**Stated problem:** Shift every bounding box coordinate in the entries below by adding 96 to each number, and write out all the lines again with the requests included. Leave the pictures out of your answer.

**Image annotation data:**
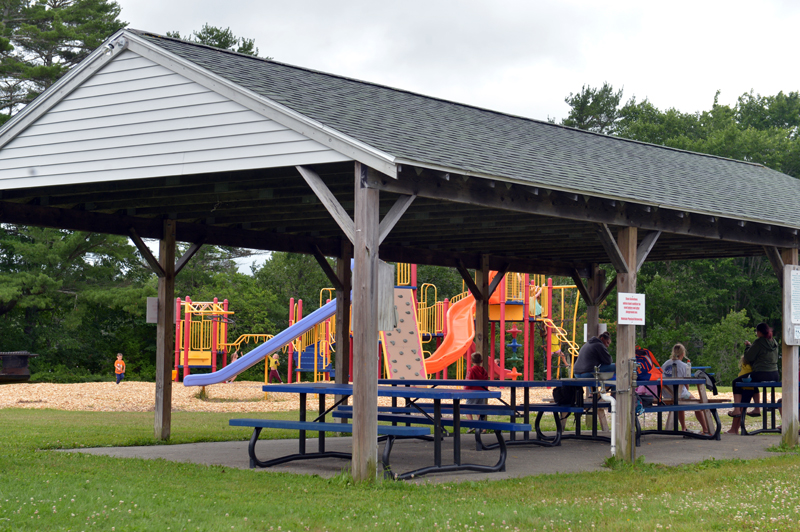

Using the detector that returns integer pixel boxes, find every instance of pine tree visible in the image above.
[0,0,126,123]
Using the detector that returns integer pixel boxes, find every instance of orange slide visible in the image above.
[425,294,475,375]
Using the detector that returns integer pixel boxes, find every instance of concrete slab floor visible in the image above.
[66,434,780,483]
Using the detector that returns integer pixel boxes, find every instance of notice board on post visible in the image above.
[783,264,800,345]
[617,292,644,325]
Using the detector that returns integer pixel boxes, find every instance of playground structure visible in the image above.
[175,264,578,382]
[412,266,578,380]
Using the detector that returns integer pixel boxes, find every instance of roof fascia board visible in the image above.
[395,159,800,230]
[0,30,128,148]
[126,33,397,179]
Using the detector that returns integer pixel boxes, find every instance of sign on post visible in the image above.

**Problem solution:**
Using the detector that returns integer pixel boxes, find every instance of pine tree visible in the image above.
[96,96,222,219]
Using the detector that returns integer pixel boxes, find every instance of orange slide visible in the image above.
[521,390,571,471]
Using the detector that returns integer pixel boxes, find every instance of concrete slab floor visible in the image above.
[162,530,876,579]
Using the detector that returns integer pixel boxes, find every instance of notice board on post visible in the image above.
[879,360,896,441]
[713,388,740,421]
Using the detector that returns integer pixel boxes, find every instance of playground structure visible in the image above.
[271,360,674,478]
[508,362,674,476]
Using the detector that returns integer pixel boxes, find every instance of roof fascia board visible in the image above.
[491,255,896,326]
[96,126,224,244]
[222,129,493,275]
Using the detector that returns integer pixel boxes, find every instance of sign on post visible in the image above.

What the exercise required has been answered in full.